→ **Exercise goal**
Go through the listing and write out all of it exactly.

--- --- ---

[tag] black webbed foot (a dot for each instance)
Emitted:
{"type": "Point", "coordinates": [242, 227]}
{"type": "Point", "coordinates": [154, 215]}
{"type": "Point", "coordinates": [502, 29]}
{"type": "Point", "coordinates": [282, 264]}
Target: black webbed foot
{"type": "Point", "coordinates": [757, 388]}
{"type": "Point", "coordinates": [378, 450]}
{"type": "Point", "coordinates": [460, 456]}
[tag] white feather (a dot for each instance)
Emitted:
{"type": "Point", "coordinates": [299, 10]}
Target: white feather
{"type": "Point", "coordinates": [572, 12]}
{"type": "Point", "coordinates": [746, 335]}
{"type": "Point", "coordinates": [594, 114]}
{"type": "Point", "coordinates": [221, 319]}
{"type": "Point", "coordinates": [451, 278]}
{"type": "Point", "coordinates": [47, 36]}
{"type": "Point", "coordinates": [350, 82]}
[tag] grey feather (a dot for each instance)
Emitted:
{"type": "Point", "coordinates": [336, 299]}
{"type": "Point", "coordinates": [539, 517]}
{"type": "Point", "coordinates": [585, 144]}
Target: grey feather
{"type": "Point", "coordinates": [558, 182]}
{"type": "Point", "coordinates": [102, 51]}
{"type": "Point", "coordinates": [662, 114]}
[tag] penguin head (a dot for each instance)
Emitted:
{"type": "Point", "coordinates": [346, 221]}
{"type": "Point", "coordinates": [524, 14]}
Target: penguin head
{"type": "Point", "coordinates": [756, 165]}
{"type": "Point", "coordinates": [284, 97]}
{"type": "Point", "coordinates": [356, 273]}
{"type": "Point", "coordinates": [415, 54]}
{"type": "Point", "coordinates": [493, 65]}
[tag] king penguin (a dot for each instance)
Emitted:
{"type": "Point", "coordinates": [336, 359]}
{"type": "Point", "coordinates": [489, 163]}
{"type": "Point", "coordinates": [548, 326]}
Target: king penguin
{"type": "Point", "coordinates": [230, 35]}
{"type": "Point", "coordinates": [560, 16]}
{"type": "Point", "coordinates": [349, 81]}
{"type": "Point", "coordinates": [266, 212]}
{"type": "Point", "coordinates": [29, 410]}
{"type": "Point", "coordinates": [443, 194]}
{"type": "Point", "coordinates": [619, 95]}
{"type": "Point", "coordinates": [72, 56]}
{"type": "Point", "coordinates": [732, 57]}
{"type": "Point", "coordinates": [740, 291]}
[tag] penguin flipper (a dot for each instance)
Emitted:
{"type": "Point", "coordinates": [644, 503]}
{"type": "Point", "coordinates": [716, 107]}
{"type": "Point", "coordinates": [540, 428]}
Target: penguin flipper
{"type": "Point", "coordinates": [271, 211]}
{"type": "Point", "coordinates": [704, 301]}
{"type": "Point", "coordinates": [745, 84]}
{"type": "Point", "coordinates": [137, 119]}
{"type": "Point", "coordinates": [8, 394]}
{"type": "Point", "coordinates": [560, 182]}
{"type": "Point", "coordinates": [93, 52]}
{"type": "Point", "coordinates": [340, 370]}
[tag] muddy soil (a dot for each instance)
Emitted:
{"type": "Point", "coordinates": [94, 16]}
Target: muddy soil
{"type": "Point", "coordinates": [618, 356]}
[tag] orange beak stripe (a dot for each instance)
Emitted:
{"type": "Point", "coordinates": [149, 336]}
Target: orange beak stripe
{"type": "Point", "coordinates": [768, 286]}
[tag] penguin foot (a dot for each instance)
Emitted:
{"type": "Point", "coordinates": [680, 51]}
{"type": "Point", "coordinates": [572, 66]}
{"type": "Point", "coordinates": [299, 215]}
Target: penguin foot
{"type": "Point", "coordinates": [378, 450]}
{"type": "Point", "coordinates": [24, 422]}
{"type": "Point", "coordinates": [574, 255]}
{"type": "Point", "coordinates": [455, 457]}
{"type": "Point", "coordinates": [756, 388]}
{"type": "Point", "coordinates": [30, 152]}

--- --- ---

→ **Answer to the problem**
[tag] black webbed foot (a dot for each instance)
Emitted:
{"type": "Point", "coordinates": [242, 227]}
{"type": "Point", "coordinates": [154, 215]}
{"type": "Point", "coordinates": [502, 29]}
{"type": "Point", "coordinates": [282, 264]}
Target: black webbed foot
{"type": "Point", "coordinates": [757, 388]}
{"type": "Point", "coordinates": [378, 450]}
{"type": "Point", "coordinates": [460, 456]}
[tag] white feather (a dot for each instance)
Emitted:
{"type": "Point", "coordinates": [299, 10]}
Target: white feather
{"type": "Point", "coordinates": [572, 12]}
{"type": "Point", "coordinates": [746, 335]}
{"type": "Point", "coordinates": [594, 114]}
{"type": "Point", "coordinates": [221, 319]}
{"type": "Point", "coordinates": [451, 278]}
{"type": "Point", "coordinates": [47, 36]}
{"type": "Point", "coordinates": [350, 82]}
[tag] grey feather (a dot for each instance)
Emitted:
{"type": "Point", "coordinates": [336, 299]}
{"type": "Point", "coordinates": [539, 517]}
{"type": "Point", "coordinates": [585, 144]}
Target: grey feather
{"type": "Point", "coordinates": [558, 182]}
{"type": "Point", "coordinates": [102, 51]}
{"type": "Point", "coordinates": [662, 114]}
[tag] penguin head (a dot for each instance)
Emitted:
{"type": "Point", "coordinates": [346, 221]}
{"type": "Point", "coordinates": [524, 14]}
Target: penguin head
{"type": "Point", "coordinates": [756, 165]}
{"type": "Point", "coordinates": [284, 97]}
{"type": "Point", "coordinates": [356, 273]}
{"type": "Point", "coordinates": [415, 54]}
{"type": "Point", "coordinates": [493, 65]}
[tag] king penguin (a dot for each instance)
Emitted:
{"type": "Point", "coordinates": [336, 359]}
{"type": "Point", "coordinates": [489, 163]}
{"type": "Point", "coordinates": [548, 326]}
Target: king penguin
{"type": "Point", "coordinates": [230, 35]}
{"type": "Point", "coordinates": [560, 16]}
{"type": "Point", "coordinates": [349, 81]}
{"type": "Point", "coordinates": [266, 212]}
{"type": "Point", "coordinates": [29, 410]}
{"type": "Point", "coordinates": [443, 194]}
{"type": "Point", "coordinates": [619, 95]}
{"type": "Point", "coordinates": [72, 56]}
{"type": "Point", "coordinates": [732, 57]}
{"type": "Point", "coordinates": [740, 291]}
[tag] penguin flipper (a dot for each instance)
Emitted:
{"type": "Point", "coordinates": [644, 503]}
{"type": "Point", "coordinates": [716, 107]}
{"type": "Point", "coordinates": [540, 428]}
Target: penguin flipper
{"type": "Point", "coordinates": [271, 211]}
{"type": "Point", "coordinates": [704, 301]}
{"type": "Point", "coordinates": [745, 84]}
{"type": "Point", "coordinates": [137, 119]}
{"type": "Point", "coordinates": [8, 394]}
{"type": "Point", "coordinates": [560, 182]}
{"type": "Point", "coordinates": [93, 52]}
{"type": "Point", "coordinates": [340, 370]}
[tag] muddy soil (a dot for each instance)
Emitted:
{"type": "Point", "coordinates": [94, 16]}
Target: muddy soil
{"type": "Point", "coordinates": [618, 356]}
[tag] orange beak stripe (a dot for each instance)
Emitted:
{"type": "Point", "coordinates": [149, 336]}
Target: orange beak stripe
{"type": "Point", "coordinates": [768, 286]}
[tag] penguin foot (a dot for each instance)
Emitted:
{"type": "Point", "coordinates": [680, 51]}
{"type": "Point", "coordinates": [572, 66]}
{"type": "Point", "coordinates": [299, 215]}
Target: penguin foot
{"type": "Point", "coordinates": [378, 450]}
{"type": "Point", "coordinates": [24, 422]}
{"type": "Point", "coordinates": [574, 255]}
{"type": "Point", "coordinates": [455, 457]}
{"type": "Point", "coordinates": [756, 388]}
{"type": "Point", "coordinates": [30, 152]}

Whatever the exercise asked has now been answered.